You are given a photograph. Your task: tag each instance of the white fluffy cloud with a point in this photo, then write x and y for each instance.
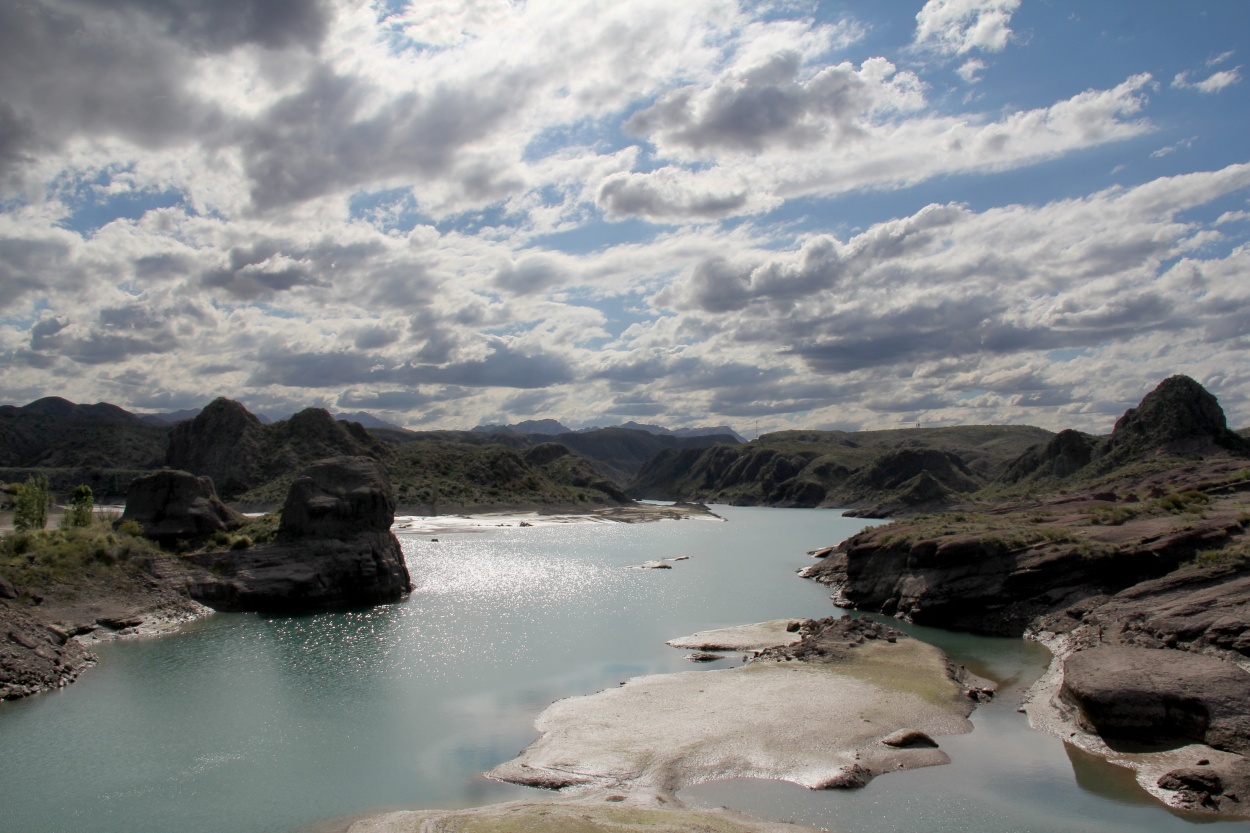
(456, 212)
(959, 26)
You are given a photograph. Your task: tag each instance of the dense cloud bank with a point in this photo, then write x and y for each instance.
(693, 213)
____________
» **What to do**
Reproduce the data above, replacing every occurrence of "photograph" with "image" and leaving everything else unchanged. Omit the pictures from your reproduction.

» **Solution to this exercise**
You are given a image. Your task: tag each instance of the white fluffy cloud with a point in this photo, then write x and y for each instance.
(456, 212)
(959, 26)
You are given a image. Your task: tag each instance of the dense cloud bank with a point in this photo, then write x and y for each instance.
(693, 213)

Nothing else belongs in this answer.